▸ **Instruction a**
Return every line of the entries below that contains the word "white".

▸ **Document extract**
§ §

Thursday, April 24, 2014
YOLO COUNTY NEWS
99 CENTS

‘The Wolverine’: Slick superhero stuff

“The Wolverine”

Four stars

Starring: Hugh Jackman, Rila Fukushima, Tao Okamoto, Hiroyuki Sanada, Svetlana Khodchenkova, Will Yun Lee, Haruhiko Yamanouchi, Famke Janssen

Rating: PG-13, for intense sci-fi action, mild sensuality and fleeting profanity

Hugh Jackman owns the title role in this engaging franchise entry

By Derrick Bang
Enterprise film critic

I’ve never understood why critics sharpened their claws so gleefully while savaging 2009’s “X-Men Origins: Wolverine.” Few bona-fide actors have inhabited a superhero role with the panache Hugh Jackman brings to this Canadian-born berserker, and that earlier solo adventure was just fine, in my book.

Sure, it lacked the wit and overall snap of “The Avengers,” but that’s true of most big-screen superhero epics. The more important observation is that “X-Men Origins: Wolverine” was far, far better than, say, “Daredevil” or either “Fantastic Four” bomb.

And, for the purposes of our discussion, Jackman’s newly released sequel, “The Wolverine,” is better still.

Writers Christopher McQuarrie, Mark Bomback and Scott Frank focus on the key element of Wolverine’s character: that he’s a modern ronin, a samurai without a lord or master to serve. Building further on that core, McQuarrie & Co. have constructed a narrative from several of the X-Men/Wolverine comic book story arcs that found our clawed protagonist in Japan, a country that understands and practices the same warrior’s code of honor by which he lives.

Perhaps the surprise success of the big-screen adaptation of “Kick-Ass” had something to do with this, thanks to that saga’s flamboyant, sword-wielding character of Hit Girl; perhaps it’s mere coincidence. Whatever the reason, we finally get live-action embodiments of Mariko Yashida and Yukio — characters co-created in the Marvel Comics universe by writer Chris Claremont and artists John Byrne and Frank Miller — and brought to excellent life by Tao Okamoto and Rila Fukushima, respectively (although costume designer Isis Mussenden shouldn’t have based the latter’s look quite so heavily from the aforementioned Hit Girl).

§ §

▸ **The records**
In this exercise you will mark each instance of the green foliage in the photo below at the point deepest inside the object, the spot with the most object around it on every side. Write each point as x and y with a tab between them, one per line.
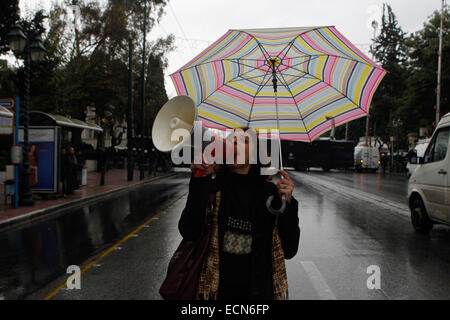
87	58
408	89
420	96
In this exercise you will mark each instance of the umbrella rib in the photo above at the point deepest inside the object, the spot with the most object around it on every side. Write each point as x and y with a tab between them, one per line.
335	55
225	83
291	43
250	78
283	81
254	97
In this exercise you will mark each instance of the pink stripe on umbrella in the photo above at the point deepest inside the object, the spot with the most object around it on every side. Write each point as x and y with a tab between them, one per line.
310	92
207	49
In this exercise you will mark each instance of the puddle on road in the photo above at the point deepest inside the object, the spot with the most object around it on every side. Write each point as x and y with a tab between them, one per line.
33	255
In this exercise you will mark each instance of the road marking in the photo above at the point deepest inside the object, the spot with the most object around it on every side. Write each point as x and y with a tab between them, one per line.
353	194
318	281
113	248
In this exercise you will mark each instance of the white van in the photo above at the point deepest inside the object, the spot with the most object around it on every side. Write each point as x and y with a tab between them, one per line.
367	158
429	184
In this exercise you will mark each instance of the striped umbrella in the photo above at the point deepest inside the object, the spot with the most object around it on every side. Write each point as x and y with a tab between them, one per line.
302	81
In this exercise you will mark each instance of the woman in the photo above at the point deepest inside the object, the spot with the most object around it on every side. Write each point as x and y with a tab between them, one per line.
248	244
33	158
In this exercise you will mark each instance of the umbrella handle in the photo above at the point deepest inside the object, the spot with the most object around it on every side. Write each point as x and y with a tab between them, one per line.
276	211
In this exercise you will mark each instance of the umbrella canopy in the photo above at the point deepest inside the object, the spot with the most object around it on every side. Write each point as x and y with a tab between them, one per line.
323	80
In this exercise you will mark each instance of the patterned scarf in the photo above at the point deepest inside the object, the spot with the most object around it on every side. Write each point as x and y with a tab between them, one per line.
208	284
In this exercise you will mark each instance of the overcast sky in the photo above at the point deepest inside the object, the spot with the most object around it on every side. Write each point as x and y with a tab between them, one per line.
197	23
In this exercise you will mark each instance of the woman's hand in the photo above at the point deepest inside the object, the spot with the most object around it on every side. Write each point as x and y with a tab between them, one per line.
285	186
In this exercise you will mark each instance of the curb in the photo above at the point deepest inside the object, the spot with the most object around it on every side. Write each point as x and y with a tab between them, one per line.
35	215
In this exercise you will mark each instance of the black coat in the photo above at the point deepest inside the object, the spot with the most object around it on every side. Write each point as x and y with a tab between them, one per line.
193	218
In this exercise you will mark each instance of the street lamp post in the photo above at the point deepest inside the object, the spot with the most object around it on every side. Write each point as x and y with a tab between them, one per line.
34	51
144	31
374	26
130	160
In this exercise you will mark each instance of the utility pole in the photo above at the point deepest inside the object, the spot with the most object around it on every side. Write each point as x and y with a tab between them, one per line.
374	26
438	90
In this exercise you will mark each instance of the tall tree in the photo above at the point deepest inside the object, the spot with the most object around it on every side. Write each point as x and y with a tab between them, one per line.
9	16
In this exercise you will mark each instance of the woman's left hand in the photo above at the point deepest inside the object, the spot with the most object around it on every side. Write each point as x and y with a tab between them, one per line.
285	185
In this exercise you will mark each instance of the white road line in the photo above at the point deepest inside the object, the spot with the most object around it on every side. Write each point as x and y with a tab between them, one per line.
318	281
352	193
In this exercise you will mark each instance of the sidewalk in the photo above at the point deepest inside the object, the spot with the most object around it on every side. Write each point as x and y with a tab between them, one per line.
114	179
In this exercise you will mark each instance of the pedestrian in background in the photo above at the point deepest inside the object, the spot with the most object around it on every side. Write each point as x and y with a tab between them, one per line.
64	170
81	162
72	166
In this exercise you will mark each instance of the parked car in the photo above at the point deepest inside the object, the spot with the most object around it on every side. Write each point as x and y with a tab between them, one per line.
428	186
367	158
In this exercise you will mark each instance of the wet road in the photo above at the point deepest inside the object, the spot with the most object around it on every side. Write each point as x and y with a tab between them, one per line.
350	222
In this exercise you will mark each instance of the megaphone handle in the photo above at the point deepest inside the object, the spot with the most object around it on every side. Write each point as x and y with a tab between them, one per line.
276	211
199	173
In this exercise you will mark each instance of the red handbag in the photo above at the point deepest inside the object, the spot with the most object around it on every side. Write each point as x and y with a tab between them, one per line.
184	268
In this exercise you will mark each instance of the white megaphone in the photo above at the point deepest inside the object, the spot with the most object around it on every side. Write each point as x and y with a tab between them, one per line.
174	125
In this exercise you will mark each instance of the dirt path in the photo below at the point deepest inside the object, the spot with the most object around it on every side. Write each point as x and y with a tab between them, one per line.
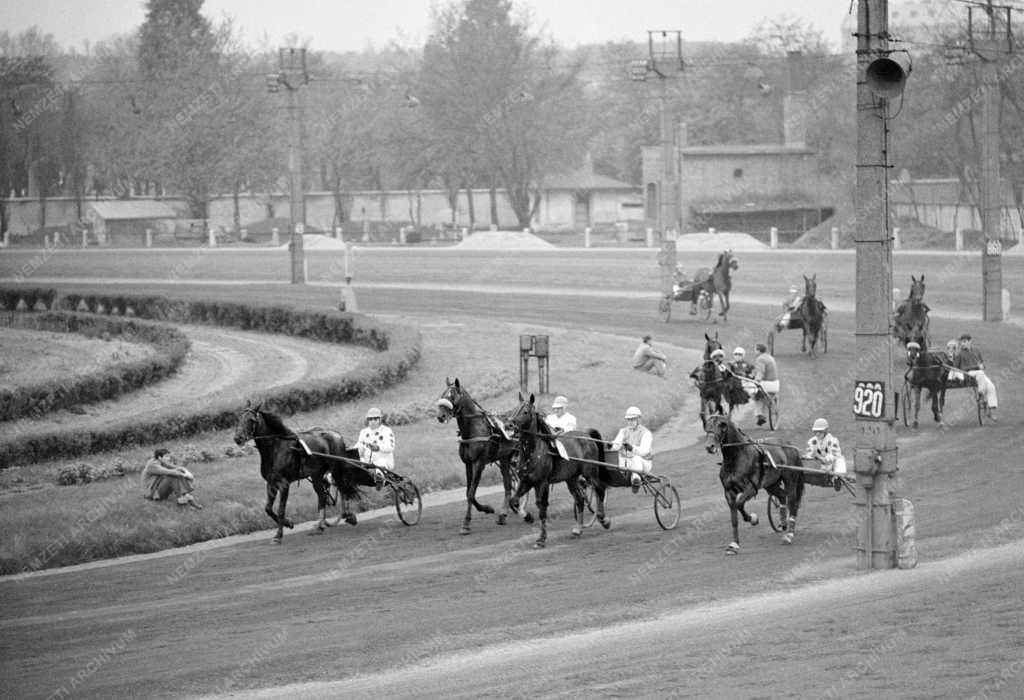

§ §

▸ **Instruction b**
Write the next part of the film review of "The Wolverine" above, picking up after its final sentence.

▸ **Written response a**
In this exercise you will mark each instance of the white van in the photo above at the point deepest inside the object, the spot with the most object around it on every side. Write each point as x and y with a tab between them, one per line.
In this exercise you will mark each instance of the white road line in the photo above at the point deepest inside the object, the spot with the most object around it on every side. Write each point as x and y with a tab between them, one per line.
In this exercise you will mark each instance of the white megaphone in the photo above at the point deepest inside the object, the spot with the most object around it on every side. Write each point as x and y with a tab between them, one per line.

▸ **Written response b**
Angst-ridden journeys of the soul always make good sagas, and this one’s no exception. The core plot doesn’t always hold together — the barrage of double- and triple-crosses makes it rather difficult to separate some of the good guys from the bad guys — but the destination isn’t nearly as important as the trip itself.

This new solo adventure finds Logan brooding in an unspecified Canadian wilderness, surfacing to deal some payback to thrill-seeking hunters. That’s long enough to be noticed by Yukio, a feisty, sword-wielding samurai bodyguard. She has been sent to find Logan, and request that he accompany her back to Japan, where an old friend — Lord Yashida (Haruhiko Yamanouchi), a wealthy industrialist — wishes to say goodbye before he dies.

We’re granted Yashida’s back-story via a series of brief flashbacks that occasionally interrupt the core story, and we gradually learn that Logan saved the young Japanese soldier from certain death when American forces dropped its second atomic bomb on Nagasaki during World War II. A grateful Yashida tried to present his ceremonial sword to Logan at that point, but the latter gently refused, promising to collect it at some unspecified time in the future.

That time appears to have arrived, and honor demands that Logan grant his long-ago comrade’s dying wish.

Logan and Yukio arrive at Yashida’s heavily guarded estate at a tempestuous time. The elderly industrialist hovers at death’s door, despite the best efforts of his doctor (Svetlana Khodchenkova), a sinister-looking, green-eyed blonde. Logan is equally curious about Yashida’s granddaughter, Mariko, who seems to have serious issues with her curt and condescending father, Shingen (acclaimed stage and film star Hiroyuki Sanada).

Business intrigue fills the air, with Yashida’s imminent death necessitating the transfer of his corporate empire to … somebody. This instability has prompted threats from local Yakuza thugs, under the control of … somebody. Then there’s the mysterious Kenuichio Harada (Will Yun Lee), a master archer and member of the Black Hand, a cadre of ninja warriors tasked with protecting House Yashida. Harada, in turn, answers to … somebody.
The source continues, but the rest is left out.